DATA TO PROCESS Start Marker

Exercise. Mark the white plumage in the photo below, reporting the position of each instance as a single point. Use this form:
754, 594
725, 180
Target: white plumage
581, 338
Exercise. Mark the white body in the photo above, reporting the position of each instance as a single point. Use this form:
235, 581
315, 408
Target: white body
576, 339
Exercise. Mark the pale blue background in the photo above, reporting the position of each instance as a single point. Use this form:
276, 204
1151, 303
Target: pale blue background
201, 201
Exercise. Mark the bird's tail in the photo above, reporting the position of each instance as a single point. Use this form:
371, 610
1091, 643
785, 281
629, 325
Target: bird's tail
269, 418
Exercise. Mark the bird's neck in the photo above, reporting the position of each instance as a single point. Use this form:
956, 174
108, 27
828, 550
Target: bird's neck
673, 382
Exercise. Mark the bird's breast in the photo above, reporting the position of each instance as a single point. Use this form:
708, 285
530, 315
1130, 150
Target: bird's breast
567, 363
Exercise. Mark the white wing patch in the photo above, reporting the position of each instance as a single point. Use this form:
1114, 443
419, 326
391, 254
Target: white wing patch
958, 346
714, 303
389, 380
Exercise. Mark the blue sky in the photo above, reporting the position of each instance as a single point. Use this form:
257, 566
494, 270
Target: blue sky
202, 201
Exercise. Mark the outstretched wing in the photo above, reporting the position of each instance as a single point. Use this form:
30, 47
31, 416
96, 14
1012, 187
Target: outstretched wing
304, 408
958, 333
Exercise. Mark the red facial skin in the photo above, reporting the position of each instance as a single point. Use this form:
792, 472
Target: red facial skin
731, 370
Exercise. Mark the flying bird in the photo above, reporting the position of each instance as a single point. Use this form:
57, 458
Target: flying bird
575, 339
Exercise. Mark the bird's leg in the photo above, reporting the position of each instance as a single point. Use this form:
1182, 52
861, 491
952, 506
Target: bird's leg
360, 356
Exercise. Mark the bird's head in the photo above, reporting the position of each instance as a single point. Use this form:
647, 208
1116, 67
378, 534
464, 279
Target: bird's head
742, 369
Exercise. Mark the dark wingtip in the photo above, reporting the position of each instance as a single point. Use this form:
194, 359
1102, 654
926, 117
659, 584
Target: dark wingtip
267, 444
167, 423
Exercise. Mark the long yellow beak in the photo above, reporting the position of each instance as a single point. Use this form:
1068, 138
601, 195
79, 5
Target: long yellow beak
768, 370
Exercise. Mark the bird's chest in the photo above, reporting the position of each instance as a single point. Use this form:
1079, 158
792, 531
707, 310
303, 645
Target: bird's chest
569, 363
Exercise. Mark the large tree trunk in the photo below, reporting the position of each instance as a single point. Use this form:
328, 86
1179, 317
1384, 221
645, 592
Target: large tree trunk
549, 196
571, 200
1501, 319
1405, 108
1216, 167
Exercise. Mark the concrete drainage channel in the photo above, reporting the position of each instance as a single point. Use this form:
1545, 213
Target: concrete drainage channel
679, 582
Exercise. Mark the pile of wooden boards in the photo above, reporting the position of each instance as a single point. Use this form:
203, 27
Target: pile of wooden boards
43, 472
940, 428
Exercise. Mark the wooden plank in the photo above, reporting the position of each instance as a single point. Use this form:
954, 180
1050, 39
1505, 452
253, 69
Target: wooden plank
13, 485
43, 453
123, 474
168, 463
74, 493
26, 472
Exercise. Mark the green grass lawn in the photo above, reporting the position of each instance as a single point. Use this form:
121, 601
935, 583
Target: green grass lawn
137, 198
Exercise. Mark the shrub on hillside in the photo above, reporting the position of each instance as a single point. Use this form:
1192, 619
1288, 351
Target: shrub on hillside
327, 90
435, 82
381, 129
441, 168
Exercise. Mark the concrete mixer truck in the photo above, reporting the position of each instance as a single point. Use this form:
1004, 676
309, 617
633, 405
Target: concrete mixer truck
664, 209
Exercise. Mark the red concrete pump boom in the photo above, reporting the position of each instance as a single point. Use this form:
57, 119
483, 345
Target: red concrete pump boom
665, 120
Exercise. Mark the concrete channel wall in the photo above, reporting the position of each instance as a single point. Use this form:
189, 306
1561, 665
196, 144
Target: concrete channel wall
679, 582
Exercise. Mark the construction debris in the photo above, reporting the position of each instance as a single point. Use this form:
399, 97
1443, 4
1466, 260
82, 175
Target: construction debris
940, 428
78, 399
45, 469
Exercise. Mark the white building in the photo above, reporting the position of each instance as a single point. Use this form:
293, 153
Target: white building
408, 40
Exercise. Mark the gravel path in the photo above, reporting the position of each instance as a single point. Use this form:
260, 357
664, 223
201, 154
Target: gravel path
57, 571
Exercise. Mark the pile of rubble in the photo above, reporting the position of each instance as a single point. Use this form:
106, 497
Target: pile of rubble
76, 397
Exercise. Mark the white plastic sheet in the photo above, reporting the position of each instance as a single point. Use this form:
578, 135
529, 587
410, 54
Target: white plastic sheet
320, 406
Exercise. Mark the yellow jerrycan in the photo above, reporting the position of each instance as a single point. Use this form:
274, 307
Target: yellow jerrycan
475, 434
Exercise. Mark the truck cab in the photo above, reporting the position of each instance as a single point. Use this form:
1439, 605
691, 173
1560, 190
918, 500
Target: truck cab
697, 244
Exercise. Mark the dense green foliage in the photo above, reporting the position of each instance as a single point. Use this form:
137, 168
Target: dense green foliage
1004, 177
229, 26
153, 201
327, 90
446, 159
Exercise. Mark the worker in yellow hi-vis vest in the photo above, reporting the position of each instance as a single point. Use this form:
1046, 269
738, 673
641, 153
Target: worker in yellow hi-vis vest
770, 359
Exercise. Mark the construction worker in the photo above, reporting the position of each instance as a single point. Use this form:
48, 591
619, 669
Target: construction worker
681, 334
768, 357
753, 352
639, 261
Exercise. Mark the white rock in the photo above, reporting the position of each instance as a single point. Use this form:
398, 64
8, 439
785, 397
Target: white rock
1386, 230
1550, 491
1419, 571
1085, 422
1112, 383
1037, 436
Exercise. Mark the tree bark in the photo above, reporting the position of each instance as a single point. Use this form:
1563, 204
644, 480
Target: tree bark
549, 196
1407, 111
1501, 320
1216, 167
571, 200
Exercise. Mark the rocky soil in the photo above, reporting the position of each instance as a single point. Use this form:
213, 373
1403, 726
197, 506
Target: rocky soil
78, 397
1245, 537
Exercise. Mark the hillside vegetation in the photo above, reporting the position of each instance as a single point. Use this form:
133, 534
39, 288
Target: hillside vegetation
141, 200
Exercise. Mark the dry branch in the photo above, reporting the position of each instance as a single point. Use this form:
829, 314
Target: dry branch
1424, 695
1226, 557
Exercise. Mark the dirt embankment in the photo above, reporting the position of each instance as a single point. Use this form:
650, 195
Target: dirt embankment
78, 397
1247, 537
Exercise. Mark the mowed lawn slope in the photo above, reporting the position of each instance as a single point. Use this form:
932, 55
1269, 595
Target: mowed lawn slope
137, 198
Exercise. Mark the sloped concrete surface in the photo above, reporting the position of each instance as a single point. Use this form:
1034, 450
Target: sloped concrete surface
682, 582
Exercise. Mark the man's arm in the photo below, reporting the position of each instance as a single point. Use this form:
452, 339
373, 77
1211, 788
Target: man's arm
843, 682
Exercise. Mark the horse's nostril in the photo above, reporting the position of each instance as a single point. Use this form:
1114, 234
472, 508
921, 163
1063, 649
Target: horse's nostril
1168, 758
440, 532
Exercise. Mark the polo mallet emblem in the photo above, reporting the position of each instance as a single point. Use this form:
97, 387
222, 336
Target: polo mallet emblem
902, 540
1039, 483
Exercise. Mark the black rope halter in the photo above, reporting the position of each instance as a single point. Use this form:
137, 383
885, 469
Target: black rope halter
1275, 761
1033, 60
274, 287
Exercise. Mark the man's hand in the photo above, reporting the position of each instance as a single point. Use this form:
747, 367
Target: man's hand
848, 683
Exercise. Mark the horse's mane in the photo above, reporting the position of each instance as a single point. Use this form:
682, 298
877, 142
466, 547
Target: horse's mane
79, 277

DATA TO PROCESS End Marker

» **THE PROBLEM**:
Once you reach the line that contains "Target: black rope halter", print it and every line after it exactly as written, stopping at the last line of the records and adding nothing.

» **RESPONSE TO THIS EXERCISE**:
Target: black rope halter
1275, 761
1033, 60
274, 287
Exercise. Mark the man's hand in the photo above, reporting the position of each instance as a single point. Use this form:
747, 367
Target: man's hand
848, 683
Exercise. Mark the horse's mane in the photo above, reporting the position of each instance as a single point. Use this form:
682, 298
877, 142
466, 547
Target: horse's mane
79, 277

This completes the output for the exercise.